Set task: Please edit the entries starting at the line that contains "Task: annotate the brown stink bug." and ending at the last line of the entries. Replace "a single point" with "one point", leave everything else unchanged, and return only those lines.

— Start Records shown —

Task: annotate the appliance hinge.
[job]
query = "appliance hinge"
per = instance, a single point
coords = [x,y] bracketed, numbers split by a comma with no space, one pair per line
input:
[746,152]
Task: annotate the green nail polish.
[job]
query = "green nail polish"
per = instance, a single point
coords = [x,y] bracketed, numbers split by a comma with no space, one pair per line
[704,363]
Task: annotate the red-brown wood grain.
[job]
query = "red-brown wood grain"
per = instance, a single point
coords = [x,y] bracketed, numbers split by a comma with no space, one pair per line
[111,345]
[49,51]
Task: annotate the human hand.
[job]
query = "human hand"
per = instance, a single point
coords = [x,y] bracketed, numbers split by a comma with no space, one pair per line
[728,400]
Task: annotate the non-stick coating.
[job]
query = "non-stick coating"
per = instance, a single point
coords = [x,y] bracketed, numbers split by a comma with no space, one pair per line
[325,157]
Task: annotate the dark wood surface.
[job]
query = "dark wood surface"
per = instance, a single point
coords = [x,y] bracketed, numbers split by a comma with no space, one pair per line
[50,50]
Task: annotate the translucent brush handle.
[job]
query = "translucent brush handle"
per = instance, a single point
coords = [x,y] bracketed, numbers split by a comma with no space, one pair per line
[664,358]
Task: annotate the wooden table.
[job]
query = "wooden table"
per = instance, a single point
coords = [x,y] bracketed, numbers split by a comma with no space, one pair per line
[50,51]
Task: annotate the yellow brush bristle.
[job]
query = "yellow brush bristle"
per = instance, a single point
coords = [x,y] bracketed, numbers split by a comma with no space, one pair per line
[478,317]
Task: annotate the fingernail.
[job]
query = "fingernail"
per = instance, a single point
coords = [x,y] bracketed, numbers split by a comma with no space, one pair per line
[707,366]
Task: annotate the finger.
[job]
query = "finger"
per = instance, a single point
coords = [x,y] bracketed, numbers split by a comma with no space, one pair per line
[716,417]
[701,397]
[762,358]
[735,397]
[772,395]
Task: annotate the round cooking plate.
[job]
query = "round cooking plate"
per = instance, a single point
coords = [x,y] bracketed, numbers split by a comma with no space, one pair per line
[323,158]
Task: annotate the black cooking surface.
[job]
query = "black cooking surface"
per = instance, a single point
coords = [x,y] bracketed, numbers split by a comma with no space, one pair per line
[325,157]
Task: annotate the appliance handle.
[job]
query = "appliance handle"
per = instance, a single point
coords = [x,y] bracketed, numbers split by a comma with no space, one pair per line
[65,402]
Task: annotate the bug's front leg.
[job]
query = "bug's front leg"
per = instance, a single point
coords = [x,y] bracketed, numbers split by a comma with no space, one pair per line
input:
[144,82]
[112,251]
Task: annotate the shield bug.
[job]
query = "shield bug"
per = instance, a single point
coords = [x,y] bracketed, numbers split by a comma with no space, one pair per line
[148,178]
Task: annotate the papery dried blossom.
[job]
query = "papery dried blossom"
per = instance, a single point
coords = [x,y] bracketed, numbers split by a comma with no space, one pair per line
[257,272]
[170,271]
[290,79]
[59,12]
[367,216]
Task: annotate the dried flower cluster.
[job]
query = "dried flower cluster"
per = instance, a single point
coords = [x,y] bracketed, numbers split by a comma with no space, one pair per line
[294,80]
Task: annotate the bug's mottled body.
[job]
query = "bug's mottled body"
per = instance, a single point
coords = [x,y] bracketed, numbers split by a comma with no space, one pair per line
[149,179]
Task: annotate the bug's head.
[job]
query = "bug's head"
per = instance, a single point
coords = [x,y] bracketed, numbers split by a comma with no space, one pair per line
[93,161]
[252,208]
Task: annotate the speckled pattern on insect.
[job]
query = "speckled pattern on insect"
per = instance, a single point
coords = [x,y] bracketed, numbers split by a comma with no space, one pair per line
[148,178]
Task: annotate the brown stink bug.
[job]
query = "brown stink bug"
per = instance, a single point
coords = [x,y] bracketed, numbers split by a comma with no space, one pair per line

— End Records shown —

Answer to this task:
Task: annotate the brown stink bug.
[job]
query = "brown stink bug"
per = instance, one point
coords = [x,y] bracketed, numbers split by a comma with no space, one pair per line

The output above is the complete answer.